SOURCE EXTRACT:
'''

Watching my Father Die

His room at the nursing home is maybe ten by 12 feet. An oxygen machine near his bed hisses and exhales as it makes a constant din and my dad lies in his bed with with his mouth open and his eyes shut.  The hospice nurse told me he can probably still hear and understand me, even if he doesn’t respond. The problem is I don’t know what to say.

You imagine what it’s like to be with a parent near their time of their death but the story you come up with is something they’d put in a movie. You have some emotional arguments. There’s some reflection on the life past. Some pondering life after death. But real death is not that kind of a drama.

My dad is 93 and he started to go downhill mentally about two years ago.  He got late-onset Alzheimer’s. He no longer recognized his wife. We moved him into a “memory care” nursing home where he would occasionally show signs of his old self but slowly lost the ability to stand. Then he couldn’t finish a sentence. I would come by to visit and — often as not — find him dead asleep in his chair, looking a lot like he does now.

When there’s no heart disease or cancer to kill you, you just slide down a gentle slope until you lose your faculties and are no longer able to swallow. That’s where dad is. He can’t swallow either food or water. I told the nurse that should mean he has just a few days to go. But she tells me she has seen people go on for weeks like this. Weeks? With no water? It doesn’t make sense but that’s life. Or death I  guess.

The nurse asks me how I am. I tell her my father’s death doesn’t bother me. What has bothered me is seeing him in such a helpless pathetic state that I no longer recognize the man I knew.  I hope to God something kills me before I get that far.

I visited him this morning and tried to talk to him. I tried to think of things to say, focusing on telling him he’s had a great life and it’s fine if he’s ready to go. In his eyes I saw no recognition that I was there. When I held his hand he didn’t squeeze mine.

Sometime soon he’ll die and I’ll try to remember the man he was, who held me when I was small. Maybe I’ll cry. Maybe from grief. Maybe from relief.

'''

WHAT THIS EXERCISE ASKS:
(1) From the essay on watching a father die, output the passage starting at "Watching my Father Die" up to and including "what to say.".
(2) In the essay on watching a father die, what did the hospice nurse say the father can probably still do?

PROVIDED MATERIAL:
'''

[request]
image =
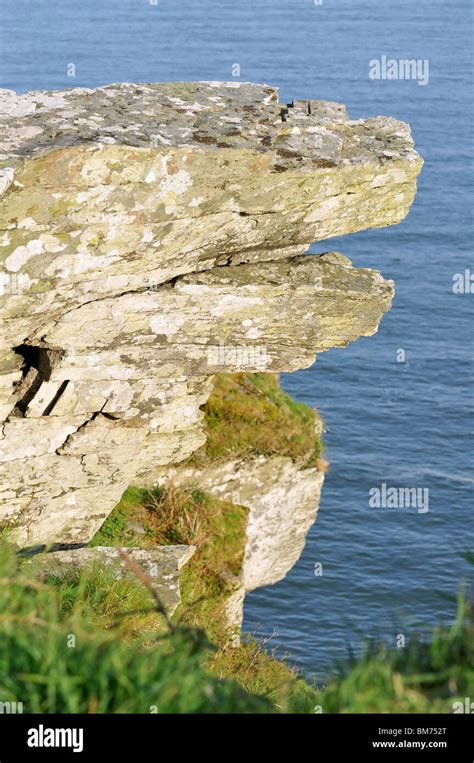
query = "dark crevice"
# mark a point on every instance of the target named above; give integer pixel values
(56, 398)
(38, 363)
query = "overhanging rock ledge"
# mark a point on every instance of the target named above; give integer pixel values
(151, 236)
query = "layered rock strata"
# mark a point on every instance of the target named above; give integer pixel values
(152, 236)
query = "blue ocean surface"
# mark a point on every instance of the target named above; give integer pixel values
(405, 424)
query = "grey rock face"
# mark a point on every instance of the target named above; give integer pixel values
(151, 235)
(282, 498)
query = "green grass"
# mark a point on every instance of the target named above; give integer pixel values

'''
'''

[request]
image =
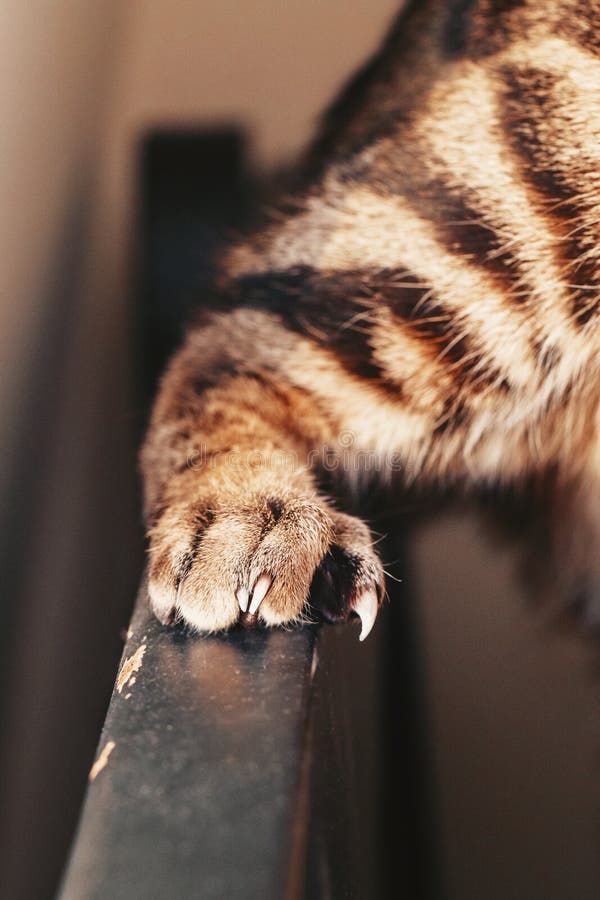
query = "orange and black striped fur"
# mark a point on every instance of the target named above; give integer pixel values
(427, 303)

'''

PER-TASK ANSWERS:
(1)
Watching my Father Die

His room at the nursing home is maybe ten by 12 feet. An oxygen machine near his bed hisses and exhales as it makes a constant din and my dad lies in his bed with with his mouth open and his eyes shut.  The hospice nurse told me he can probably still hear and understand me, even if he doesn’t respond. The problem is I don’t know what to say.

(2) He can probably still hear and understand, even if he doesn't respond.